• _Given problem_: Swap "door panel" for "sliding door" in everything from the line containing "Give the outline of every instance of the door" down to the line containing "[(571, 359), (677, 390), (677, 45), (571, 76)]", and give back only those lines with nothing else altered.

──────── Input material

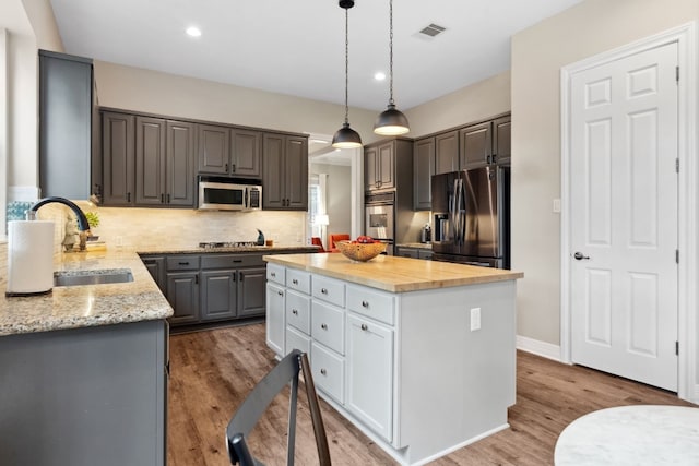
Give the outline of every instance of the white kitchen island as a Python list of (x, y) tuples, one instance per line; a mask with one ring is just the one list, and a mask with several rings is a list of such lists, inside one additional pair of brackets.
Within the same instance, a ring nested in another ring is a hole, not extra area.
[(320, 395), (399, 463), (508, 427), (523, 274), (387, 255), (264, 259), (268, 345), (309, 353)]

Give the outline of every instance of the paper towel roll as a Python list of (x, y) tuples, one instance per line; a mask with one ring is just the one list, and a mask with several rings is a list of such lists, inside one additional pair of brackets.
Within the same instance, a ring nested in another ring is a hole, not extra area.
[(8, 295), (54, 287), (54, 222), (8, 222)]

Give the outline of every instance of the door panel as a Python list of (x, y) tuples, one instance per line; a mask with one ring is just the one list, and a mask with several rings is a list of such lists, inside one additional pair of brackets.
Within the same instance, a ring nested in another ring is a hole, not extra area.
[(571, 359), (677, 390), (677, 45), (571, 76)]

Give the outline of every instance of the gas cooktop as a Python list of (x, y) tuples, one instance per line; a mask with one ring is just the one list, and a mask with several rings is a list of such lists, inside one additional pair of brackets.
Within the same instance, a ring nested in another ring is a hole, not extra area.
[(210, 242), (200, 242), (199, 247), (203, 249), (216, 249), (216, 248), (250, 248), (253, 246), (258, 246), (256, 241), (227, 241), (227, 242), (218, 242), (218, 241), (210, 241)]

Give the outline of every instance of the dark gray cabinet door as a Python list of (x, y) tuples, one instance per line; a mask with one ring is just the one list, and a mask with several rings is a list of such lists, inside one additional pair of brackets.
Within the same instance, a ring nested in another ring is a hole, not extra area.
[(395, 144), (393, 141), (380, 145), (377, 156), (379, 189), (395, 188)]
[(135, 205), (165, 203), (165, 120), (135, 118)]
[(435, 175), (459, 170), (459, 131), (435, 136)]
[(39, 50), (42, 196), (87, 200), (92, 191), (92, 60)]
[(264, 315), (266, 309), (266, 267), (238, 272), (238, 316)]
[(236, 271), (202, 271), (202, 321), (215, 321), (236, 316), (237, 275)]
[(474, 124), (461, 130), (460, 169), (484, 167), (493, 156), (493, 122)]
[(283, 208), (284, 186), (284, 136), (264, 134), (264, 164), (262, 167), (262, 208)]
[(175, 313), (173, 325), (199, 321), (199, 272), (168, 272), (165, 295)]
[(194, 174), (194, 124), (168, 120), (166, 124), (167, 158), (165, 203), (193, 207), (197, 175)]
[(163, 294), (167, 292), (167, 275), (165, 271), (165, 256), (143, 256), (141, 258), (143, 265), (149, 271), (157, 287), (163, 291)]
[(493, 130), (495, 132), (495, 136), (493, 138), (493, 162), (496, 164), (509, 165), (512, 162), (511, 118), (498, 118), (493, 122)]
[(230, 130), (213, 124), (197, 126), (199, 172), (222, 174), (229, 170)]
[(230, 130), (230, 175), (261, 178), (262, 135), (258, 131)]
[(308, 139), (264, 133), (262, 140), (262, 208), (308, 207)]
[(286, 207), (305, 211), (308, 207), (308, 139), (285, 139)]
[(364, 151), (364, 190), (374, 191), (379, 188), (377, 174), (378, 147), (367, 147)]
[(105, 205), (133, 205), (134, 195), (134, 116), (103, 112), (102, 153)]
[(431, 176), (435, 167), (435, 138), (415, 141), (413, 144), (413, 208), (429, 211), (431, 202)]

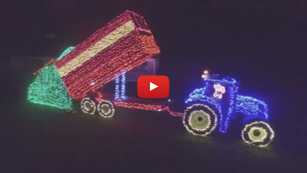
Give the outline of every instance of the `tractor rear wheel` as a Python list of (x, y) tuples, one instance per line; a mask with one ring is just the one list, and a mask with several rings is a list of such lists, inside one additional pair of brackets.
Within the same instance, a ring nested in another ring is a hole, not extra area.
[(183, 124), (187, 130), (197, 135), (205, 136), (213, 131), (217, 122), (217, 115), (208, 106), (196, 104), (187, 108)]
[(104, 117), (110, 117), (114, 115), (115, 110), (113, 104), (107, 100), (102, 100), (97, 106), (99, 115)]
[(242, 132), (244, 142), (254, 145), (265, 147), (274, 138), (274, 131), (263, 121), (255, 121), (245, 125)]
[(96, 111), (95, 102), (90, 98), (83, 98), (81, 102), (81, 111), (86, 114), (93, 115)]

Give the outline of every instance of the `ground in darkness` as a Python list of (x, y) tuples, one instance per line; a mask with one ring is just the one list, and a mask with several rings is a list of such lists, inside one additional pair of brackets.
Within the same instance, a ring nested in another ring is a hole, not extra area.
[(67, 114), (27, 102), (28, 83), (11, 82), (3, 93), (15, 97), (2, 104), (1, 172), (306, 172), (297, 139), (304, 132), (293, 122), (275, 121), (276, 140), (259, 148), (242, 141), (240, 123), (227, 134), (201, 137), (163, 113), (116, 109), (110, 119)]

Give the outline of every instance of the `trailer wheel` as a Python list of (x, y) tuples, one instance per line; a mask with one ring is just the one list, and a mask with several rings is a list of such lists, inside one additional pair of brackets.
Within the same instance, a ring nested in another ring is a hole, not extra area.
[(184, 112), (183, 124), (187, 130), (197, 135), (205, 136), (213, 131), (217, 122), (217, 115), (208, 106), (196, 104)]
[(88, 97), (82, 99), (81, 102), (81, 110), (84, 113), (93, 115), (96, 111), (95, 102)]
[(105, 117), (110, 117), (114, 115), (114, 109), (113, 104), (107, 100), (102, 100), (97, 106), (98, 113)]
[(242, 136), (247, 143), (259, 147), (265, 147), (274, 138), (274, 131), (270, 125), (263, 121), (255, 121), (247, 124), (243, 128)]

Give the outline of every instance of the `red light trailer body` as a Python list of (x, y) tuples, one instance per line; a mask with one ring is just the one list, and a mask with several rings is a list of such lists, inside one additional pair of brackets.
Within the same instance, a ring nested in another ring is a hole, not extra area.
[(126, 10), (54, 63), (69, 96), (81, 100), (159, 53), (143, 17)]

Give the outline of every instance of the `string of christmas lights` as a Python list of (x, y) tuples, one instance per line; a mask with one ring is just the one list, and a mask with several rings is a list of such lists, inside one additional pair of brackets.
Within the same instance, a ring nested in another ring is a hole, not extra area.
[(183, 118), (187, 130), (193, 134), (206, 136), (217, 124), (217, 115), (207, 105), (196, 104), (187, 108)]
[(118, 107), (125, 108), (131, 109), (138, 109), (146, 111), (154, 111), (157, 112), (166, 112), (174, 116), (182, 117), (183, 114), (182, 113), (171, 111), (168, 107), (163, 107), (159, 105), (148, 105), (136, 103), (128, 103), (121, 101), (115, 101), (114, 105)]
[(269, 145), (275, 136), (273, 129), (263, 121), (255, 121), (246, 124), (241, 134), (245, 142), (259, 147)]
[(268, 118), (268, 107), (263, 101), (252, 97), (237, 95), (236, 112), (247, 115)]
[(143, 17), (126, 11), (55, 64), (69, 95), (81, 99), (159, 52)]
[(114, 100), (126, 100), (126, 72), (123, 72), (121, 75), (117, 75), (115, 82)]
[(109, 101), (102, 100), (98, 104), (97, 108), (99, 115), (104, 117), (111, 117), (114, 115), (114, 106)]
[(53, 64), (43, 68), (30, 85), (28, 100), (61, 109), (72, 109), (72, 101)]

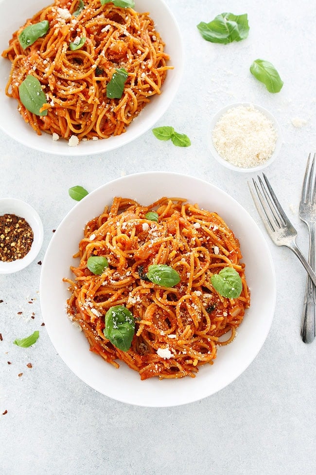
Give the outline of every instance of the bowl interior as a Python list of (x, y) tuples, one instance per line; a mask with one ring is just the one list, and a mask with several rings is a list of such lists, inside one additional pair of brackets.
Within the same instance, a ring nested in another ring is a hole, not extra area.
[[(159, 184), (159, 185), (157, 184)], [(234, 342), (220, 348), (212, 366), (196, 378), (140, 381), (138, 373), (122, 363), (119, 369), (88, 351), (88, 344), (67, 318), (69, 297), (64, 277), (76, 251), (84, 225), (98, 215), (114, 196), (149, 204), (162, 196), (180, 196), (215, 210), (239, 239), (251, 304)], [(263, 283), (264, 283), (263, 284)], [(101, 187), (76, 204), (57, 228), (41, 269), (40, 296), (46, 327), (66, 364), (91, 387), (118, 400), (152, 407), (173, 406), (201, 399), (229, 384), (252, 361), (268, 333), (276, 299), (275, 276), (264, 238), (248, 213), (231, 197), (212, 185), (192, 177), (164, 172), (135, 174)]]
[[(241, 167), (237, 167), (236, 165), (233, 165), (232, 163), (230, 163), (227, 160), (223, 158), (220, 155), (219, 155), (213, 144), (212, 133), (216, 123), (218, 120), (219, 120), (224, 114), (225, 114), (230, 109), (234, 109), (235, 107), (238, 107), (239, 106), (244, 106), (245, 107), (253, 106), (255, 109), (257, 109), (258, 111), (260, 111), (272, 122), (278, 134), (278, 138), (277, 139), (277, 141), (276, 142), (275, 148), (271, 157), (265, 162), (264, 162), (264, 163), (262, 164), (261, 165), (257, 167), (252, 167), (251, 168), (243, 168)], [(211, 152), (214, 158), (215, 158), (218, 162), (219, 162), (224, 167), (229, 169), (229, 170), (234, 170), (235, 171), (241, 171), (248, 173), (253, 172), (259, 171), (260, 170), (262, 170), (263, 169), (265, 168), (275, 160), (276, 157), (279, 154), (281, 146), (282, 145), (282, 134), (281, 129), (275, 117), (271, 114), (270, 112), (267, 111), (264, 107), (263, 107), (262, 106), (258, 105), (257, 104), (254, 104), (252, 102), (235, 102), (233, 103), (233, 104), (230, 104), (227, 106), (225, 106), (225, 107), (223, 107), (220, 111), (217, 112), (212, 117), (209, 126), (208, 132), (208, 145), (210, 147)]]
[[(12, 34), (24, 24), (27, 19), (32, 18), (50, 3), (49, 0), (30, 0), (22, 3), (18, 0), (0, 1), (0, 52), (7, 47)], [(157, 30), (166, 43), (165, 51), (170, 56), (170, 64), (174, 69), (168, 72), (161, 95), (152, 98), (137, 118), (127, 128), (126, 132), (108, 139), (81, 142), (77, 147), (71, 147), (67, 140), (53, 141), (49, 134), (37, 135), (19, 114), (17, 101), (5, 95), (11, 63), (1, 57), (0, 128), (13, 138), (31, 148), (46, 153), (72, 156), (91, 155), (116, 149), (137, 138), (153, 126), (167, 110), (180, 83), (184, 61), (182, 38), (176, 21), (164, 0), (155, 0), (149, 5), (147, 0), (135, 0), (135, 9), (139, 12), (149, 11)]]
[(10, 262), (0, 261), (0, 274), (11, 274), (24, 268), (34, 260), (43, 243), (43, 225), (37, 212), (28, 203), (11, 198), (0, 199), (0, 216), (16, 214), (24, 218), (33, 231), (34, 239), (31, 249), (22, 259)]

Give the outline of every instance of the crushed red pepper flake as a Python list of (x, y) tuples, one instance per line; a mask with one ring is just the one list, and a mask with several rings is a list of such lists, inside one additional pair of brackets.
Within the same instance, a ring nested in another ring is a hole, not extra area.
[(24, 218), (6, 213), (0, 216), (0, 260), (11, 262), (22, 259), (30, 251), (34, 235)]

────────────────

• _Completed exercise_:
Give the outline of every instance of the sliding door as a Python list of (x, y) tuples, one instance per line; a mask with one ring is just the one list, and a mask with several rings is a list of such lists, inside one additional pair of brackets.
Within the same instance, a ring nested in another ring is a hole, not extra area.
[(571, 359), (677, 390), (677, 45), (571, 76)]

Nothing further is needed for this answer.